+++ Records +++

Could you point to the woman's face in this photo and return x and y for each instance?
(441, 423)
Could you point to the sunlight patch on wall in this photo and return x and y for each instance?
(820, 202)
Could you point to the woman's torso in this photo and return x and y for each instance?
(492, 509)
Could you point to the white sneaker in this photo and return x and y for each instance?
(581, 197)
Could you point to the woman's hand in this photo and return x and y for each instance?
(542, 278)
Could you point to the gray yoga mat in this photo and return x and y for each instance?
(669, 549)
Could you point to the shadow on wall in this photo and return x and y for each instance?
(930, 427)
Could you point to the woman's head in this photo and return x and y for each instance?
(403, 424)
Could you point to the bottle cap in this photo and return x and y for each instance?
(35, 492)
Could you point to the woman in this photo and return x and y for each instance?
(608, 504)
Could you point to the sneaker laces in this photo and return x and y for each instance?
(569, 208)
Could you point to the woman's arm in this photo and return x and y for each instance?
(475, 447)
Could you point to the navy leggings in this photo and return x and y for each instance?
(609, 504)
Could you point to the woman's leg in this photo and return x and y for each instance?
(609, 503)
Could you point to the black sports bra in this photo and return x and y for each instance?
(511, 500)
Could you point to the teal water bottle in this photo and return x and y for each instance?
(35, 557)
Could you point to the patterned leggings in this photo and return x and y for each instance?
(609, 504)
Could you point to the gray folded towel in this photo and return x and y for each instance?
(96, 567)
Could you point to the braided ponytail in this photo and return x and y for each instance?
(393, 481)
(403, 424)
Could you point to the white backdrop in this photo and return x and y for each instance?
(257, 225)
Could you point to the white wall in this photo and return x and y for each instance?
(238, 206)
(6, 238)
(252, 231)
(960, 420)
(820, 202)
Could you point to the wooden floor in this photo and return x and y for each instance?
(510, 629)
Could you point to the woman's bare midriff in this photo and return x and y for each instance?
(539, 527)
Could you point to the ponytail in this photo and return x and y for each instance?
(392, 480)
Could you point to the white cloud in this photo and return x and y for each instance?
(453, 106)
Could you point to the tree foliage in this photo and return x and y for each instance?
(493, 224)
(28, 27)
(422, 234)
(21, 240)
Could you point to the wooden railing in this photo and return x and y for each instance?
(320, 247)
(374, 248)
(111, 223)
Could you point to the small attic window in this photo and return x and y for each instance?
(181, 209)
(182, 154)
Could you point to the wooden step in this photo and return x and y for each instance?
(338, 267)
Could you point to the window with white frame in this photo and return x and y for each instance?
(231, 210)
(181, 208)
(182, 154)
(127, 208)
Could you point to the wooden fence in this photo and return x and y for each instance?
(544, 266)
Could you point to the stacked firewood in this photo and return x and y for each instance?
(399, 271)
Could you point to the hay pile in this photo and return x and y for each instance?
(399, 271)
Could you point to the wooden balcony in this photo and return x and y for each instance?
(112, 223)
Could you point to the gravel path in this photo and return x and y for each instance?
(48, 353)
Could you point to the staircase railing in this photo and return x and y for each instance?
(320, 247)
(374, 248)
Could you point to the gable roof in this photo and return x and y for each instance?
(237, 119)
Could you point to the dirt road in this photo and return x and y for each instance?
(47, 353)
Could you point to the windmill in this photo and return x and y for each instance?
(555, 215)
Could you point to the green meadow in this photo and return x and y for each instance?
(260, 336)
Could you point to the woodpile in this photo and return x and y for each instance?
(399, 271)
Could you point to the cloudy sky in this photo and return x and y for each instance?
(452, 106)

+++

Exercise:
Copy the data from the line containing "Could you point to the stacked" through the end, inclusive, renaming "gravel path" to "stone walkway" and leaving everything else unchanged.

Full output:
Could you point to the stacked firewood in this photo and return x and y for each instance?
(399, 271)
Could you point to the hay pile in this photo and return x and y for each instance?
(399, 271)
Could you point to the wooden balcony in this photo and return x and y for each instance?
(112, 223)
Could you point to the stone walkway in this photo and return x and y for each instance?
(48, 353)
Could you point to the staircase railing in this photo and return x and y for each instance?
(320, 247)
(374, 248)
Could you point to the gable roof in this photo and return x and y for each instance?
(237, 119)
Could you point to the dirt road in this photo and return x and y for each instance?
(47, 353)
Could you point to the windmill in this photo and return x and y for each instance?
(555, 215)
Could you point to the green meadow in this photo and return x and y for each instance?
(260, 336)
Could you point to the woodpile in this photo and return x and y for each instance?
(399, 271)
Could you point to the cloudy sky in this photo and return x and y for each instance?
(452, 106)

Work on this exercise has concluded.